_Exercise directions_
Output only the span of lines that begins at the line containing "of the large" and ends at the last line of the data, both included, exactly as they appear.

_Entries shown_
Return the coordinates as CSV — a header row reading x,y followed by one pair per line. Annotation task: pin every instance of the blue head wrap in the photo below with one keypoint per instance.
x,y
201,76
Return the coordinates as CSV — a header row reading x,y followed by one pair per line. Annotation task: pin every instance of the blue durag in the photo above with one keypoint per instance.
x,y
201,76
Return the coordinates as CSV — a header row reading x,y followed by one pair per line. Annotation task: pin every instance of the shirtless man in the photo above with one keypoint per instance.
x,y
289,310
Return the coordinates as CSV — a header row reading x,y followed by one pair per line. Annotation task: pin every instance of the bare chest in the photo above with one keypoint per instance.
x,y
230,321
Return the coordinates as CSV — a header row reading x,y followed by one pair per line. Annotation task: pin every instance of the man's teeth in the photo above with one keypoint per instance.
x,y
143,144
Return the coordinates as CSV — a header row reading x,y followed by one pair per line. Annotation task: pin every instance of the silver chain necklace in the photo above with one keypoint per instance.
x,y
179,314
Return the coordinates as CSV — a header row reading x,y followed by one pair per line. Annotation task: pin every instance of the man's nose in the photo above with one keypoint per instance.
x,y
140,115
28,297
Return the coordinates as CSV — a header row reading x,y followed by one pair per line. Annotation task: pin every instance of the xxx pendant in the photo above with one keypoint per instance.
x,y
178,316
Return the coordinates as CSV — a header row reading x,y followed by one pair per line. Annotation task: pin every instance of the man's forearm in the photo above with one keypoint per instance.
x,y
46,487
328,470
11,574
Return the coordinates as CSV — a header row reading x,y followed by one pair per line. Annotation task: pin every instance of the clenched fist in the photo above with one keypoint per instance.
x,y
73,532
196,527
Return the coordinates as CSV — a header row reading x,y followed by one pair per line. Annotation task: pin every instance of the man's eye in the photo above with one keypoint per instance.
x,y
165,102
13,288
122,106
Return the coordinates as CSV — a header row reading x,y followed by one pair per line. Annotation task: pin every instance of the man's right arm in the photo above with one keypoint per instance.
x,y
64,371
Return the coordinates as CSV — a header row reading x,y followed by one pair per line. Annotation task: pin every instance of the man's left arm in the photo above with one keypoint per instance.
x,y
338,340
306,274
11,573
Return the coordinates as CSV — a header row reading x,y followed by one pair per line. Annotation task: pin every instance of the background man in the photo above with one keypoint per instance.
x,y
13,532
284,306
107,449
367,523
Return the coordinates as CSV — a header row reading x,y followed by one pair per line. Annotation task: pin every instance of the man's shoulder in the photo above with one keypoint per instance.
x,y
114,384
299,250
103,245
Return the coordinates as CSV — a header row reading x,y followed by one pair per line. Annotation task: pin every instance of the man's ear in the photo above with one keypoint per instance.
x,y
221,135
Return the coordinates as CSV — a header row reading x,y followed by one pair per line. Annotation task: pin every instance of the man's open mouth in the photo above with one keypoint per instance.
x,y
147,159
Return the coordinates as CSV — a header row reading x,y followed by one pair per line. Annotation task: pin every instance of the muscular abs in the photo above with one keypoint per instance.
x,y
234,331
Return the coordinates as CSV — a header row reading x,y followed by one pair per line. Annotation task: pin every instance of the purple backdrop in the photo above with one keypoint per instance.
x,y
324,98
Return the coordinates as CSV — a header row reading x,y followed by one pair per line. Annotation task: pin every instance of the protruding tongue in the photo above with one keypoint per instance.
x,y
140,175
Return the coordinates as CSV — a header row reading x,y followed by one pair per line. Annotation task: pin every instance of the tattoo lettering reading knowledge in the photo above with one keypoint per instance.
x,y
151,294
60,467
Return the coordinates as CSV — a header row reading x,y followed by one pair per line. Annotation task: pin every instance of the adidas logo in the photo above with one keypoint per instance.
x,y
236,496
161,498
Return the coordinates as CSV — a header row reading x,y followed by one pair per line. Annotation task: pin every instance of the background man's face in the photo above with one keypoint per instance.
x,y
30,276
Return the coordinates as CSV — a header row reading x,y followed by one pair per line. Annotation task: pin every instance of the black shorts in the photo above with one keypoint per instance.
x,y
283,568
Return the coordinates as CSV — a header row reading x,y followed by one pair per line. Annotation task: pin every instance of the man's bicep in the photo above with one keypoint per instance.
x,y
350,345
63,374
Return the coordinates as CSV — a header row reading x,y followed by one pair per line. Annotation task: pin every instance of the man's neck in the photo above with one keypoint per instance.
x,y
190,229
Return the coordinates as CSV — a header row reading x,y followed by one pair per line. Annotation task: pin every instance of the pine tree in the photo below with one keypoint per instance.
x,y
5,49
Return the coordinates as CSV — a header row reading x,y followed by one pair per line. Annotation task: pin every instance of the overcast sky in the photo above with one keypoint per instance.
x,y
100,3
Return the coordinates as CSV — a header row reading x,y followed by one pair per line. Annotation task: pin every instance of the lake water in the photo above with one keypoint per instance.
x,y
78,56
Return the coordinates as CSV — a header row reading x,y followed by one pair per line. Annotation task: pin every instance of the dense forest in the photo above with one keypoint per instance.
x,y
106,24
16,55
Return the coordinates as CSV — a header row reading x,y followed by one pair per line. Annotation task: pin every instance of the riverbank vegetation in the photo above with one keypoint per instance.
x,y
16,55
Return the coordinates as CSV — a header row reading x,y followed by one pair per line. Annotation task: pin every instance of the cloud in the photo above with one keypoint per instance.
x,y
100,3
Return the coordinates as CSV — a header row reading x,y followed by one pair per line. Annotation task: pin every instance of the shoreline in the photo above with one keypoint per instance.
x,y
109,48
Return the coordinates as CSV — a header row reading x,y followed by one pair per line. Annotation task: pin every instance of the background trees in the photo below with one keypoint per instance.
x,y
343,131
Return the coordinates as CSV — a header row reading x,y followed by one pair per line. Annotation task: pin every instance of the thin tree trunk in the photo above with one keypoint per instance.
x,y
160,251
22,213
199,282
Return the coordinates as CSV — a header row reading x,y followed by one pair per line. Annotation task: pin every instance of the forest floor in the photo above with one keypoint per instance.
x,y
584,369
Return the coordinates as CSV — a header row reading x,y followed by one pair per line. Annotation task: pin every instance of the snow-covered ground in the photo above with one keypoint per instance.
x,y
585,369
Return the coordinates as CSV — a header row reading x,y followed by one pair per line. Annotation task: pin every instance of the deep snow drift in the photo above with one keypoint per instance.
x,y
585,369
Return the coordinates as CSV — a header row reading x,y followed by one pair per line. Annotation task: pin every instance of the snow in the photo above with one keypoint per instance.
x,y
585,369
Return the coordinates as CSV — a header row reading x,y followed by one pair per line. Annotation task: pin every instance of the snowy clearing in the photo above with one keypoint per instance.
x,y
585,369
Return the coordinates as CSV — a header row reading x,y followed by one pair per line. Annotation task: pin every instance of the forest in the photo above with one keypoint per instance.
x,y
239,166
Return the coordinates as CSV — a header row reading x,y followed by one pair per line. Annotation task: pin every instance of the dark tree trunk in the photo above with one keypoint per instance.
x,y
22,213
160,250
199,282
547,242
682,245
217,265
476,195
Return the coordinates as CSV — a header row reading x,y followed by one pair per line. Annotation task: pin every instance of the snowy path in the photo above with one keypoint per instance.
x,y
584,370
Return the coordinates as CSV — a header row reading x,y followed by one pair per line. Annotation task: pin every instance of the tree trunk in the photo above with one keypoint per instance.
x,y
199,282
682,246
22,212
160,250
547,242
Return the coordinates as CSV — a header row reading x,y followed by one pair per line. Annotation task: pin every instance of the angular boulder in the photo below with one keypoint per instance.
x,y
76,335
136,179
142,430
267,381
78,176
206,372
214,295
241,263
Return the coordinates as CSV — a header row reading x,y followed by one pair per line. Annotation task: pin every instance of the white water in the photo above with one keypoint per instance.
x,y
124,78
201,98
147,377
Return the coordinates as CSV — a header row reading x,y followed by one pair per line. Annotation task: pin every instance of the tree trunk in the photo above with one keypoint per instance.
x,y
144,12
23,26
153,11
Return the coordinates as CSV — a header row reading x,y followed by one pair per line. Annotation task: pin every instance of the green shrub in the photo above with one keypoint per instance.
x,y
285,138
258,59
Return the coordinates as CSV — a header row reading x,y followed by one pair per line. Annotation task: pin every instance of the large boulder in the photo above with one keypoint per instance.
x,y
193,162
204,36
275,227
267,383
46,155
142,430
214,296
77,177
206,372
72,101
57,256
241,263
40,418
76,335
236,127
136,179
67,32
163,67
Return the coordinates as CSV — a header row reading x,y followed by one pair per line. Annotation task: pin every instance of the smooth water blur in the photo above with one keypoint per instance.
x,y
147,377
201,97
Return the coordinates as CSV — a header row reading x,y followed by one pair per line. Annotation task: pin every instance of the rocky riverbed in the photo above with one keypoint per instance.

_Exercise result_
Return the coordinates as CSV — a header row reading x,y followed by one pair per line. Annotation task: pin every instance of the large boulder in the photo above with one keypoint per instance.
x,y
193,162
204,36
275,227
267,383
46,155
142,430
214,296
77,177
206,372
72,101
57,256
241,263
40,418
76,335
236,127
136,179
67,32
163,67
Return the coordinates as CSV — a header row reading x,y followed by one pair per line. Annotation task: pin every instance of the smooth water blur in the photo above with one keypoint per instance.
x,y
147,377
201,97
Return the coordinates as CSV — a header row reading x,y followed by one pair per line. Annotation task: pin every instance of the rocky riverbed in the photo above with one keypoint per instance.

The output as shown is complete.